═════ The input

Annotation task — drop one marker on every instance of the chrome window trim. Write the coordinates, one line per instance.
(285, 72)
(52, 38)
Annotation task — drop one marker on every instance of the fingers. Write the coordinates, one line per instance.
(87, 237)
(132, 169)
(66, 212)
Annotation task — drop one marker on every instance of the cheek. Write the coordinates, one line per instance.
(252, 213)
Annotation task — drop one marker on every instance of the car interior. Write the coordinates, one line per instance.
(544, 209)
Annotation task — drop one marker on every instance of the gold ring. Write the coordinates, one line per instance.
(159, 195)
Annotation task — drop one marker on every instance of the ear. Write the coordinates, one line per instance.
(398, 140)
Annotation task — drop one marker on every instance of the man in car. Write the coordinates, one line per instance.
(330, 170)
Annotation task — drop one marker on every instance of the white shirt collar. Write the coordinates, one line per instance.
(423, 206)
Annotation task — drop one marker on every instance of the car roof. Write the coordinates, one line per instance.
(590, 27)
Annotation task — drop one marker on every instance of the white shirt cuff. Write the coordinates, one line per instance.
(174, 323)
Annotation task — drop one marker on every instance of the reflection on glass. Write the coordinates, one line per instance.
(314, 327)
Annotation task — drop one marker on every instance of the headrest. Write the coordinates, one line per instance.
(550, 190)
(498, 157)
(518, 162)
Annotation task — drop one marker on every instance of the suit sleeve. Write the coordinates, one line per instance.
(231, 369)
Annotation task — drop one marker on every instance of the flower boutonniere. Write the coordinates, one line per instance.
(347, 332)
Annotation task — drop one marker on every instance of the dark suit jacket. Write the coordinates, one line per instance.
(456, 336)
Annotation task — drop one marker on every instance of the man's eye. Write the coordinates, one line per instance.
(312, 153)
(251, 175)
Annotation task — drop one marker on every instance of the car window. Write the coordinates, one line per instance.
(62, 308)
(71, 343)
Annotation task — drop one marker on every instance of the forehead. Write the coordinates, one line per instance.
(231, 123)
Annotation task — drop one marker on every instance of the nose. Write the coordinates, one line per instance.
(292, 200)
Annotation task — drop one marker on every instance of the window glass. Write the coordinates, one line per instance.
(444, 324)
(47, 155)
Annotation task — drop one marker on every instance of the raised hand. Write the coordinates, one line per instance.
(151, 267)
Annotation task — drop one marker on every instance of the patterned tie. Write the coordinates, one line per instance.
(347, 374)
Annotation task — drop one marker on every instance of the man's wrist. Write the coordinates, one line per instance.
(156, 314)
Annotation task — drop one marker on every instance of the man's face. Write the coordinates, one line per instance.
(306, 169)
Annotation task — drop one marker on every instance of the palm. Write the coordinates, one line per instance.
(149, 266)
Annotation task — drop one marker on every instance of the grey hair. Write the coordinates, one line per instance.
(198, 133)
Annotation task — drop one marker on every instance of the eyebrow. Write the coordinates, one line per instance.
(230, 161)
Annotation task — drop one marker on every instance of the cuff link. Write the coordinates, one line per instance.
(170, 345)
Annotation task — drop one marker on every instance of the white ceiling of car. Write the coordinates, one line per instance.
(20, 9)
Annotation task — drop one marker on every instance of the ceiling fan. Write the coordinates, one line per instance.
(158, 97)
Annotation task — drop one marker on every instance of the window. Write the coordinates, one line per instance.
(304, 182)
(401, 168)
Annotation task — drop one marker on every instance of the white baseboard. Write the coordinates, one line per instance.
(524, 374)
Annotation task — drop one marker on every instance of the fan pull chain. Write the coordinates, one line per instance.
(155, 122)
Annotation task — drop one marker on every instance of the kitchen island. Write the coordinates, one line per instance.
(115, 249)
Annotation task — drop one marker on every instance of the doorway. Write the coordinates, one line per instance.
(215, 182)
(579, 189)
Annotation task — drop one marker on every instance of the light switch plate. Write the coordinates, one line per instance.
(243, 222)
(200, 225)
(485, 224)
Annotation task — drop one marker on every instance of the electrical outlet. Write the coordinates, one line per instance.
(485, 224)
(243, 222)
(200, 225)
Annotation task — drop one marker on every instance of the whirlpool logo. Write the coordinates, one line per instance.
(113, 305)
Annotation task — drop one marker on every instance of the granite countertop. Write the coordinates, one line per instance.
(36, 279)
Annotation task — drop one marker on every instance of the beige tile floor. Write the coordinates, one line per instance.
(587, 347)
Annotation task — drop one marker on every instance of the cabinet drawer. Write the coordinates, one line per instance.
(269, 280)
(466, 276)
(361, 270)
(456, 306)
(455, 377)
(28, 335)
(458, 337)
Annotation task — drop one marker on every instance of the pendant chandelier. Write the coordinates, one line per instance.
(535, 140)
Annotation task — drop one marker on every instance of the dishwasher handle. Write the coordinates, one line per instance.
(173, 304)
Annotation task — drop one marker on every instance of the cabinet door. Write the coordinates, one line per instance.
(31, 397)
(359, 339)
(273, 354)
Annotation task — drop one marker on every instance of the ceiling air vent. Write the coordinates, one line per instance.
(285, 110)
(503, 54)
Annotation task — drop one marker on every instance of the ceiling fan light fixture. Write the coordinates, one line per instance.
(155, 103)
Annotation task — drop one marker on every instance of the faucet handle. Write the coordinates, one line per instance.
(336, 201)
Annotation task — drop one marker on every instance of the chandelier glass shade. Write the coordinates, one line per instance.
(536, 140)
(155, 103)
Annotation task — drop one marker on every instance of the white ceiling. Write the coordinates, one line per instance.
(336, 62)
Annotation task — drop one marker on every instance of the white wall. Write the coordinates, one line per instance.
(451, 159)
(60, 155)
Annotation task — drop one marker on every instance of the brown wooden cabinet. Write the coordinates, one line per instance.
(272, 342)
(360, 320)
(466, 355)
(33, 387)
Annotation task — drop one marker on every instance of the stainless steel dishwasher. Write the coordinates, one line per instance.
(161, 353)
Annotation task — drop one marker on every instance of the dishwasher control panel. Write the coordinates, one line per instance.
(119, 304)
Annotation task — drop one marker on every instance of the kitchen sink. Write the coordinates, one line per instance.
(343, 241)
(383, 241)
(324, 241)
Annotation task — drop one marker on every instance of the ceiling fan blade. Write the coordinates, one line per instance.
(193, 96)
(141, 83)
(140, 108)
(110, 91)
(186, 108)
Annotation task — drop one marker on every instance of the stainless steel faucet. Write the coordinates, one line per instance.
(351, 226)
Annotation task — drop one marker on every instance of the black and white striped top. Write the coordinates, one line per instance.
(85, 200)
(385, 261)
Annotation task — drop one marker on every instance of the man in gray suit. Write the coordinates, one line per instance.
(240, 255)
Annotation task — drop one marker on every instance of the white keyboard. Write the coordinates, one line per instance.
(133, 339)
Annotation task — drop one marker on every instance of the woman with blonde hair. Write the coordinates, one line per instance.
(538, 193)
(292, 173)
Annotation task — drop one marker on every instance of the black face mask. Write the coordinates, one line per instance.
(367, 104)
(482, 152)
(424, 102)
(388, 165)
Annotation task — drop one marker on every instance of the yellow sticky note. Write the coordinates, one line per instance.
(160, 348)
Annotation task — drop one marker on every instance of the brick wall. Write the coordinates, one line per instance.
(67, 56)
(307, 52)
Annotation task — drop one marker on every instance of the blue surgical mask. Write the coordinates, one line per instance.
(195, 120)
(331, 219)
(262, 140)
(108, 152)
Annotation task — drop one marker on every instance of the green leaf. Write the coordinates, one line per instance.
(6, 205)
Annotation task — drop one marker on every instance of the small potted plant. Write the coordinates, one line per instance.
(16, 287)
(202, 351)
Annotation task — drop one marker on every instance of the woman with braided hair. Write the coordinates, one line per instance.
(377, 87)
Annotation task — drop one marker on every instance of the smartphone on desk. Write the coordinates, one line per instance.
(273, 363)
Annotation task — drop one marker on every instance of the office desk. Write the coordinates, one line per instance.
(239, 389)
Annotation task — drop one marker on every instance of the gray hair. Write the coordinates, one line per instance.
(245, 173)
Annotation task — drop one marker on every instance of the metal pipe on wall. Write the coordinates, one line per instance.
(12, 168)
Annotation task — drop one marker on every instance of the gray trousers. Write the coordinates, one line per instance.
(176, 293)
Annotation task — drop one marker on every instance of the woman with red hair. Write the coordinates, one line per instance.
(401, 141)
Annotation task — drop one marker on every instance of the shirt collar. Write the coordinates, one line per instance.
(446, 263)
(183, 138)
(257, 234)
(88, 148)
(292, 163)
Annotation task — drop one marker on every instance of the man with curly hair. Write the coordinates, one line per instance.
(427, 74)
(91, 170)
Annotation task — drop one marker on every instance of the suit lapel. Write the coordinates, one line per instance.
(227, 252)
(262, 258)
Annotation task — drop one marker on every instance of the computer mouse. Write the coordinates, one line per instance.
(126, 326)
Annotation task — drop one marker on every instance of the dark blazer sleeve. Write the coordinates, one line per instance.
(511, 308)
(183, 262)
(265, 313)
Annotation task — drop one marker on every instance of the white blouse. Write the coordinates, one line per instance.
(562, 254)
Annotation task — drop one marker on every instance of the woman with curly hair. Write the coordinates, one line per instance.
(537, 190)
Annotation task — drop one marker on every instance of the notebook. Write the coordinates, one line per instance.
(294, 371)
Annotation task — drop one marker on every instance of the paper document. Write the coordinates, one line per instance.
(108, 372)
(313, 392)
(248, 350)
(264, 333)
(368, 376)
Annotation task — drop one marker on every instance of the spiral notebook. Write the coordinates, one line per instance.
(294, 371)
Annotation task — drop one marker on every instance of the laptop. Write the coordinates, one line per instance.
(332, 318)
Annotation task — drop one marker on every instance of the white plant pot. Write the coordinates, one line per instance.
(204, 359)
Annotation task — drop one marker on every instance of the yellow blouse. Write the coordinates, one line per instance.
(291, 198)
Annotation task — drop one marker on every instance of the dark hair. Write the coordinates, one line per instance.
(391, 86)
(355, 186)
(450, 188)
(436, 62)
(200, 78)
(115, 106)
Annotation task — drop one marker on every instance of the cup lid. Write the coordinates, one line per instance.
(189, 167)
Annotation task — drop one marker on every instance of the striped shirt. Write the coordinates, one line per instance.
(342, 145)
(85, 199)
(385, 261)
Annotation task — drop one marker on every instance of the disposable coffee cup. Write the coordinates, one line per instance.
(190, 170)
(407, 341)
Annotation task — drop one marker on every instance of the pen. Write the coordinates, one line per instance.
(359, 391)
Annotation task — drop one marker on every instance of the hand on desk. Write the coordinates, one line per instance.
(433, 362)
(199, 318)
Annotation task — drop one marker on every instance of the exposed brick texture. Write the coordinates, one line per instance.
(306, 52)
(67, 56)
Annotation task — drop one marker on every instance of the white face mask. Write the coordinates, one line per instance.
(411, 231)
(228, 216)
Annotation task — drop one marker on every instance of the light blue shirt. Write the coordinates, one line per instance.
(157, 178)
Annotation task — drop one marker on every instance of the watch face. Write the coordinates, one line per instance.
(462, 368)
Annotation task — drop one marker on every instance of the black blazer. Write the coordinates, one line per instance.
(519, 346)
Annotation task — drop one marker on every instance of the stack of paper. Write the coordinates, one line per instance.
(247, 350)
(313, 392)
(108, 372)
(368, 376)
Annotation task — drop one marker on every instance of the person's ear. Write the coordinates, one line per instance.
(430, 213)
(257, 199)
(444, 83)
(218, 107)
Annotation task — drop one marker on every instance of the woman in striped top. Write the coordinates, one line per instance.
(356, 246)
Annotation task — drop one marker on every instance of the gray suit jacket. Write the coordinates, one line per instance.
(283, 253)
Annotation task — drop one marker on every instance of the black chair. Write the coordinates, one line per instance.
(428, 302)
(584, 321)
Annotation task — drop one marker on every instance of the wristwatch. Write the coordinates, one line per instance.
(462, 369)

══════════

**Goal**: Everything from the line with "of the hand" to the end of the listing above needs to be duplicated exactly, both end lines included, with nothing more.

**Task response**:
Annotation task — drop one marker on every instance of the hand on desk. Write the coordinates, one line per instance.
(433, 362)
(199, 318)
Annotation task — drop one marker on every instance of the exposed brick texture. Write the coordinates, one line per instance.
(306, 52)
(67, 56)
Annotation task — drop one marker on every instance of the white face mask. Write the coordinates, one line per instance.
(411, 231)
(228, 216)
Annotation task — drop one marker on every instance of the light blue shirt. Write the coordinates, one line per instance.
(157, 178)
Annotation task — drop one marker on every instance of the watch face. Write the coordinates, one line per instance.
(462, 368)
Annotation task — drop one marker on every instance of the black blazer. Write the coordinates, one line per instance.
(519, 346)
Annotation task — drop one marker on every instance of the stack of paper. Write the coordinates, one line per instance.
(247, 350)
(313, 392)
(108, 372)
(368, 376)
Annotation task — drop one marker on every instance of the person's ear. Write the coordinates, one line per instance.
(430, 213)
(257, 199)
(444, 83)
(218, 107)
Annotation task — drop one marker on every instance of the woman in striped top. Write the coordinates, one line per instance.
(356, 246)
Annotation task — drop one marker on every instance of the gray suit jacket. Write the coordinates, one line per instance.
(283, 253)
Annotation task — drop one marker on every instance of the black chair. Write the coordinates, one line per instance.
(428, 302)
(584, 321)
Annotation task — drop one marker on every instance of the wristwatch. Write the coordinates, one line per instance.
(462, 369)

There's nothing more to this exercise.